### TEXT SHOWN
-----

Starting point is 00:23:37 That will be worked on within the same working group that's working on the API, but it would be a management interface. There's another talk that's working on the API, but it would be a management interface. There's another talk that's being done this week, I believe it's tomorrow, by Mark Carlson, talking about a management specification that's already been done for IP-based storage devices. This would be a similar thing to what's been done for that. It, again, will all be within the same technical work group within SNEA. Right. That's actually, that would be in the NVMe command set as opposed to the API. Okay, so that's in the next part.

Starting point is 00:24:31 Right. And regarding the number of key spaces that you guys are thinking about, like unlimited? We have, for the API, the question was, are we thinking about how many key spaces are supported for the API? The API is written as a data structure-based API, and there is not a... I don't think there's a limit on it, but I'm trying to remember now.

Starting point is 00:25:00 I don't remember whether or not that is a data structure which would allow an indefinite number or if there's an actual number of bits associated with it. There is a name associated with your key space which is not limited. So it is a character string of unlimited size in the API. Now there again, when we get to the command set, which is the second half of this, there will be more limits there in terms of the size of fields. But in the API, there is not a limit

Starting point is 00:25:43 to the number of key spaces that the API is capable of supporting. Okay. Again, I'll talk about that a little bit more in the second half. That comes down to the command specification. The question was, are there limits on the size of the value based on what you can store? When you get to the command set, there are limits. Within the API, there are not currently limits.

Starting point is 00:26:20 But there again, that is a characteristic that needs to be discovered through management to determine for a given device what those limits are. Another question back here. So the question was, is there any ordering to the enumeration within the API to specify the ordering characteristics, whether it is ordered or is not ordered, and the type of ordering. What the device supports may be different than the breadth of what the API supports. But the API does support ordering information. One more question. On the wider...

Starting point is 00:27:15 Can you pick this KVSSP within the existing XFS file system databases, etc., easily, or it will be a heavier lift to modify those, to kind of fit this into the existing file system databases, etc.? Okay. It's not intended to fit within the file system because it really is intended to be a key value storage which is not a file system storage. So the question is, have we done research that looks

Starting point is 00:27:52 at how this fits within the file system? What we've looked at rather than that is how can you use things like RocksDB and how can RockXDB utilize this without having to go through the file system. So this is basically taking an architecture where you get rid of the file system piece and use this instead. Now, an alternative here that has been looked at, has been explored, and is actually usable is within the file system to pass the file name directly as your key and what's stored for that particular file is your object or your value yes we do. Okay, and as I get to the end of this, I will talk about we do have some open source code available.

Starting point is 00:29:02 So what's our status of the KV API? So we are developing this in the Object Drive Technical Workgroup within SNEA. If you are a SNEA member, you're welcome to join. If you're not a SNEA member, please join SNEA and join the Object Drive Technical Workgroup. I do wear multiple hats. One of my hats is I am co-chair of the SN Drive Technical Work Group. I do wear multiple hats. One of my hats is I am co-chair of the SNEA Technical Council. So you'll hear me advertising, hey, come join SNEA and work with us. But I also say that because I'd really like as much of the industry

Starting point is 00:29:40 looking at this and how they can use it so that we can make this a prolific next generation step for storage within the industry. We are currently meeting weekly to review the specification, enhance the specification, take inputs on the specification, and make modifications. That's not the only thing that the Object Drive Technical Workgroup is doing. They are also working on the IP storage management and one other item that Mark Carlson's pushing, and I can't remember what it is at the moment. So we have multiple things that that technical work group does work on. We meet for one hour via conference call weekly.

-----

### DATA SUPPLIED
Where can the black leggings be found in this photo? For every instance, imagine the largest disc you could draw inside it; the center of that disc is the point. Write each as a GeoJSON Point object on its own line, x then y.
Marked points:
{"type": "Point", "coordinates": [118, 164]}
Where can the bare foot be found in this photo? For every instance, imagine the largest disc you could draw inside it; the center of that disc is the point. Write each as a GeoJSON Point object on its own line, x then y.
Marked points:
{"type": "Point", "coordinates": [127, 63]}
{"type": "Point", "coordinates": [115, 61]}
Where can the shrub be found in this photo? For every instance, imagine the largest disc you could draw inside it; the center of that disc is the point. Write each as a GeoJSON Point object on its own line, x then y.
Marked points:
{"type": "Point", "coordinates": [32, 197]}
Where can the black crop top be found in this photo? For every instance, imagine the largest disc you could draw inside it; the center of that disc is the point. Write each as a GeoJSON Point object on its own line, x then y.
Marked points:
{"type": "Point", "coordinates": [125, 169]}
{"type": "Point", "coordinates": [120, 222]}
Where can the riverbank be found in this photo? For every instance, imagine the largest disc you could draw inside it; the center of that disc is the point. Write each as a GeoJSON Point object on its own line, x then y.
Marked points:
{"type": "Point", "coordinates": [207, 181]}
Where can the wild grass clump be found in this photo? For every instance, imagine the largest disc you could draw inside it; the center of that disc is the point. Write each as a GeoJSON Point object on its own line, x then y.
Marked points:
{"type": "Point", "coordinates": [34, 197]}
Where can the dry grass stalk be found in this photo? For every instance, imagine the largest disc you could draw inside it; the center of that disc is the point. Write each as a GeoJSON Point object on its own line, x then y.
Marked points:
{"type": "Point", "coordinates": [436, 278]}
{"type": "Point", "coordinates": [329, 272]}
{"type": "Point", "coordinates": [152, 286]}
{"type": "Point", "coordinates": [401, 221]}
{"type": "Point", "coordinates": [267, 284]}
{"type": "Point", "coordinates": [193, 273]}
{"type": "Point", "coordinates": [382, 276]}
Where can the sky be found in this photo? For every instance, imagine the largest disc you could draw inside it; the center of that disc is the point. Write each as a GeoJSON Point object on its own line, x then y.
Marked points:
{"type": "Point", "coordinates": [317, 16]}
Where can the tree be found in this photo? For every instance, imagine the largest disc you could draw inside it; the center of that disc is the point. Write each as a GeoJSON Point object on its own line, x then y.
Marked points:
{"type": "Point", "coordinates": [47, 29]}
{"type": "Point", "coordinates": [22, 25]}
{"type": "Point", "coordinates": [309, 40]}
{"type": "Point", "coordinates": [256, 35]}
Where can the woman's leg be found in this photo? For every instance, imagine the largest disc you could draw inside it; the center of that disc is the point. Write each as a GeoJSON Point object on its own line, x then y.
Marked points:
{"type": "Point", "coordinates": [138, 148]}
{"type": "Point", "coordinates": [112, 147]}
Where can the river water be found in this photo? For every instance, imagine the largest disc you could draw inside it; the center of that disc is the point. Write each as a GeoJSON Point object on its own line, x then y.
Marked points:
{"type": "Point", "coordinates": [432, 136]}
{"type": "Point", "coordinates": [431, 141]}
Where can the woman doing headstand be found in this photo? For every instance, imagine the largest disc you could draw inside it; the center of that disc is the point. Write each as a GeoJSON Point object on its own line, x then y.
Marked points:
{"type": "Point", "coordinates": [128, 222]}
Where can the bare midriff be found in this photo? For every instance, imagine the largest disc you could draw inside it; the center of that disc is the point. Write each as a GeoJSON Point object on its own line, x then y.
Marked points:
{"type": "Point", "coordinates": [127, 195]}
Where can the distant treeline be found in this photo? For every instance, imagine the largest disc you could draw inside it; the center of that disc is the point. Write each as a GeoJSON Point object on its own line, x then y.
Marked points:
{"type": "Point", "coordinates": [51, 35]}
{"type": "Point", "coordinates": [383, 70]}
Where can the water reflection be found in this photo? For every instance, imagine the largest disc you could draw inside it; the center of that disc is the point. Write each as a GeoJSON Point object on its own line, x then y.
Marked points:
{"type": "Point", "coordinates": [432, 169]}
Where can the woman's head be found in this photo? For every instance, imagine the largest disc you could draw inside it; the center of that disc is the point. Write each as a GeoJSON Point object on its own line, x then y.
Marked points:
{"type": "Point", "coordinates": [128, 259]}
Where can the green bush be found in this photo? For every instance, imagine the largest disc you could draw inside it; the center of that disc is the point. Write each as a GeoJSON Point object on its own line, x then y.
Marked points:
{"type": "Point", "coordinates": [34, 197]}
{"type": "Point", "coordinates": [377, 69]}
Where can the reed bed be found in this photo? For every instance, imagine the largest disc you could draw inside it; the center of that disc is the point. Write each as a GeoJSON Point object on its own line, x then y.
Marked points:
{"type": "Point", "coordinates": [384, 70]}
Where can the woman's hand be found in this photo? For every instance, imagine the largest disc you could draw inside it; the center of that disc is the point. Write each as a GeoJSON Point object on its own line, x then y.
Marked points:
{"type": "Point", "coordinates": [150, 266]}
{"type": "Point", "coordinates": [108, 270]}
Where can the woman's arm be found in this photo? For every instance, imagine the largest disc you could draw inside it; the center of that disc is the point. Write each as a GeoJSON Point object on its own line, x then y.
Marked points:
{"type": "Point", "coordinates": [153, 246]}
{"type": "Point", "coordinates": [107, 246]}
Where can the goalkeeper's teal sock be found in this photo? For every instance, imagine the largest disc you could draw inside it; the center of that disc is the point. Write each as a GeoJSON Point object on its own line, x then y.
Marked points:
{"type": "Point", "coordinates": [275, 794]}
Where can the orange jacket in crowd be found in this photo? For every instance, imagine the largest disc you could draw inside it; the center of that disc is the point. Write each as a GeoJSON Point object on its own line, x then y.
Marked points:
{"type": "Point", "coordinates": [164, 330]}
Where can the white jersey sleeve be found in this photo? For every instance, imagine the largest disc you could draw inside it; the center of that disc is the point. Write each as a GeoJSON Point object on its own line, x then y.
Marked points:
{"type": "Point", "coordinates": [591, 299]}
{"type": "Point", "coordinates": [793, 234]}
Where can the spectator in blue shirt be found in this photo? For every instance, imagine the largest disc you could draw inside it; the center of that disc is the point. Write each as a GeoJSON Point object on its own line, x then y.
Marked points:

-----

Continue the talk transcript about the key value storage API, picking up right after its final sentence.

### TASK RESPONSE
Starting point is 00:30:37 In addition to that, coming up in October, SNEA hosts a technical symposium that will be in Colorado Springs. On that day, we'll have an entire eight-hour day that we will meet doing work in the object-derived technical work group, of which about half of that day will be spent on key value and half on other items. Currently, revision 0.16 is available for public review, as I mentioned at the beginning of the API stuff. And right now, my goal is aiming for the end of this year for releases of specification.

Starting point is 00:31:21 So it is in public review now. It is fairly solid at the moment, and we are looking for inputs, and the types of things that we're having come in at the moment are more on the order of clarification as opposed to enhancements. So the NVMe command set. Where are we? Right now we're in architectural development. At the end of this set, I'll do more of a status overview like I did in the KV API.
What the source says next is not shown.